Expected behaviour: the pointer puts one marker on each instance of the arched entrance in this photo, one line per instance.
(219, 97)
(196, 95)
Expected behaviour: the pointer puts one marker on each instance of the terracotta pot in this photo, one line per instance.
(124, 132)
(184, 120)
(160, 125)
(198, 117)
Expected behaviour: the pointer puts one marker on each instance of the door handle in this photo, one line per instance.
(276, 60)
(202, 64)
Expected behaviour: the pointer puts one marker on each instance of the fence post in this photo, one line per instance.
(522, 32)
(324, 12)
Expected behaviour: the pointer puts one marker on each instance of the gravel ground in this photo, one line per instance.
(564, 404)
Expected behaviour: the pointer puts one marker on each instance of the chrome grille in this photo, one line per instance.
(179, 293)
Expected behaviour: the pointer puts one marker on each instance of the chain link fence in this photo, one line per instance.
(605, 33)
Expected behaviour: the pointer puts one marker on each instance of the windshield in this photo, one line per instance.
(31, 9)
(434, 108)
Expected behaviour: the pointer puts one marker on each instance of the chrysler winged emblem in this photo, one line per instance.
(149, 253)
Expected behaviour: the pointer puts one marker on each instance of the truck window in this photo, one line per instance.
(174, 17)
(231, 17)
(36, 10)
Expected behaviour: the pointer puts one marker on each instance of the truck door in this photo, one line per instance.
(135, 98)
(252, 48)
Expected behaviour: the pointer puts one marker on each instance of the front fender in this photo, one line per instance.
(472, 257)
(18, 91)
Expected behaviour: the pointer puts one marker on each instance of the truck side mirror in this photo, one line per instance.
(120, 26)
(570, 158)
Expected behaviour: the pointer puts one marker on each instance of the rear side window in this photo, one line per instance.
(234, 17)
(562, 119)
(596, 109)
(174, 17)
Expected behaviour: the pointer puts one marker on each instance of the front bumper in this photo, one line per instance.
****************
→ DESCRIPTION OF THE TASK: Repeat every line of the material exactly as given.

→ RESULT OF THE EXERCISE:
Expected behaviour: the pointer puts one marker on each instance of the arched entrance in this photo, one line per instance.
(219, 97)
(196, 95)
Expected behaviour: the pointer puts one marker on each instance of the terracotta pot in this photo, one line per instance.
(124, 132)
(184, 120)
(160, 125)
(198, 117)
Expected behaviour: the pointer puts one marker on each instance of the door handle in this photo, one line per instance.
(276, 60)
(202, 64)
Expected behaviour: the pointer puts one marker on each instance of the fence post in this photo, one line per instance.
(522, 32)
(324, 12)
Expected behaviour: the pointer puts one marker on each instance of the gravel ground in this photo, one line per instance.
(564, 404)
Expected behaviour: the pointer puts one marker on each instance of the chrome grille in this photo, one line per instance.
(179, 293)
Expected behaviour: the pointer puts one marker on each instance of the chain link fence in this photo, one line per instance.
(605, 33)
Expected behaviour: the pointer puts one marker on each instance of the windshield in this photo, one line per instance.
(31, 9)
(434, 108)
Expected behaviour: the pointer puts one marker on each instance of the chrysler winged emblem in this photo, one line per instance.
(149, 253)
Expected behaviour: the pointer puts one marker on each instance of the truck window in this photo, one line per instance.
(174, 17)
(231, 17)
(36, 10)
Expected behaviour: the pointer puts one marker on each instance of the truck door in this photo, one line per instance.
(135, 98)
(252, 48)
Expected behaviour: the pointer puts one marker on each instance of the front fender in this photo, one line per instance.
(472, 257)
(18, 91)
Expected behaviour: the pointer puts one marker on each instance of the truck side mirror in this photo, one line per instance.
(120, 26)
(570, 158)
Expected behaviour: the pointer puts one marker on each instance of the rear side window in this photo, one line per instance.
(234, 17)
(562, 119)
(596, 109)
(174, 17)
Expected behaviour: the pointer puts one marker on each instance of the front bumper in this photo, one line per instance.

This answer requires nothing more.